=== Work required ===
Write the material out again, line by line, exactly as it is.
= = = = = = =
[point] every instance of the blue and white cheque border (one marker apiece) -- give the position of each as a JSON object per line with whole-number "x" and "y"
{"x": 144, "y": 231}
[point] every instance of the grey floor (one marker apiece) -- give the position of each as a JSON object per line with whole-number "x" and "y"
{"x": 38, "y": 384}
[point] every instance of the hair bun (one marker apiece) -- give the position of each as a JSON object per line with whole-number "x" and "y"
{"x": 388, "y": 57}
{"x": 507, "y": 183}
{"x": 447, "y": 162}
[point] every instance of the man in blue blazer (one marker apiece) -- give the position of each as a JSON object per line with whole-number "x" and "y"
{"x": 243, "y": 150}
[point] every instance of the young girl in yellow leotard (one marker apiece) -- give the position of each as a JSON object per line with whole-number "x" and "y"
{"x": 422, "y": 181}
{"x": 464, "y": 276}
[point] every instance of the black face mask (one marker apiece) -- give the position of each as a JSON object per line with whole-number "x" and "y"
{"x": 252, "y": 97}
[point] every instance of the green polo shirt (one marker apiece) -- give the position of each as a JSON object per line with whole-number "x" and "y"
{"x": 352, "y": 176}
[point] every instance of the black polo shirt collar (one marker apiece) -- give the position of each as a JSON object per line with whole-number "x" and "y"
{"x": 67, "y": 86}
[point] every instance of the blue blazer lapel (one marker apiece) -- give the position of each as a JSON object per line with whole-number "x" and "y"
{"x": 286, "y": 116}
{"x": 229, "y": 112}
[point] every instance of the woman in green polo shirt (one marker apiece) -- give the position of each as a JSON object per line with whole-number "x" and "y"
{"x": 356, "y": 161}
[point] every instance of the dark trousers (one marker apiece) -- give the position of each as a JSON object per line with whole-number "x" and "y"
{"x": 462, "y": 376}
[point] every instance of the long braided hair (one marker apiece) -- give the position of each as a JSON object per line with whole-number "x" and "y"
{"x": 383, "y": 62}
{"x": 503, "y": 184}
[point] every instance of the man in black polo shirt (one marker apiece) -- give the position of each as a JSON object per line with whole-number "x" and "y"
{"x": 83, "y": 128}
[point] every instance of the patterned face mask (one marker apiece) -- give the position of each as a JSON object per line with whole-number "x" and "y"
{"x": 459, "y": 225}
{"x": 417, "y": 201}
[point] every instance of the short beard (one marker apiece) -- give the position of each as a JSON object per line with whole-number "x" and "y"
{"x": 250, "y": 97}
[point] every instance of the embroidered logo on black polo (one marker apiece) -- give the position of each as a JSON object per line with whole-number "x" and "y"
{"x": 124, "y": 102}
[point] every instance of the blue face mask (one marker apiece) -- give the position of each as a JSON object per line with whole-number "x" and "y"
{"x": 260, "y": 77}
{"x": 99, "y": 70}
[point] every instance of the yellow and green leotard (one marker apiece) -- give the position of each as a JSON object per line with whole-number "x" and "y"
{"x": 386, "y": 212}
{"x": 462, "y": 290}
= = = = = = =
=== Answer to the problem ===
[point] every instance of the blue and white cheque border (one marker apiece) -- give the position of each as a JSON object per line with whole-number "x" and "y"
{"x": 144, "y": 231}
[point] every instance of the grey floor (one marker apiece) -- give the position of each as a JSON object per line with whole-number "x" and "y"
{"x": 38, "y": 384}
[point] every instance of the hair bun (one marker apiece) -- give the position of each as a JSON object per line with whole-number "x" and "y"
{"x": 388, "y": 57}
{"x": 507, "y": 183}
{"x": 447, "y": 162}
[point] every instance of the man in blue blazer (one marker apiece) -- give the position of each as a JSON object per line with whole-number "x" and "y"
{"x": 243, "y": 150}
[point] every instance of the young girl in yellow leotard (one marker apiece) -- give the position of each as a JSON object per line with whole-number "x" and "y"
{"x": 422, "y": 181}
{"x": 464, "y": 276}
[point] every instance of the black face mask (one marker apiece) -- give the position of each as a JSON object per line with whole-number "x" and "y"
{"x": 252, "y": 97}
[point] every instance of the green polo shirt (one marker apiece) -- give the position of each as a JSON object per line with whole-number "x" and "y"
{"x": 352, "y": 176}
[point] every instance of the black polo shirt collar (one marker apiece) -- give the position of each as a JSON object per line with whole-number "x" and "y"
{"x": 67, "y": 86}
[point] every instance of the blue blazer lapel (one marker apiece) -- give the position of each as a JSON object per line with whole-number "x" and "y"
{"x": 286, "y": 116}
{"x": 229, "y": 112}
[point] every instance of the woman in green polo shirt (one marker apiece) -- give the position of each as a JSON object per line with whole-number "x" and "y"
{"x": 356, "y": 161}
[point] every instance of the dark trousers (one marker apiece) -- give the position of each as a JSON object per line with whole-number "x" and "y"
{"x": 462, "y": 376}
[point] every instance of the long braided hair (one marker apiece) -- give the position of each as a JSON object per line with whole-number "x" and "y"
{"x": 383, "y": 62}
{"x": 503, "y": 184}
[point] every instance of the man in black polo shirt (one marker apiece) -- give the position of each as a JSON object per line with whole-number "x" and "y"
{"x": 83, "y": 128}
[point] every instance of the patterned face mask (one marker apiece) -- give the position of each as a JSON object per line with whole-number "x" and "y"
{"x": 459, "y": 225}
{"x": 417, "y": 201}
[point] every instance of the short beard (one marker apiece) -- give the position of each as a JSON object per line with whole-number "x" and "y"
{"x": 250, "y": 97}
[point] every instance of the embroidered logo on black polo (one marker apiece) -- give the position of each as a JSON object per line with whole-number "x" and "y"
{"x": 124, "y": 102}
[point] every instance of the blue face mask (one marker apiece) -- give the position of each as a JSON object per line with whole-number "x" and "y"
{"x": 260, "y": 77}
{"x": 99, "y": 70}
[point] every instance of the yellow and green leotard (one marker apiece) -- give the position of each as a JSON object per line with whole-number "x" and "y"
{"x": 386, "y": 212}
{"x": 462, "y": 290}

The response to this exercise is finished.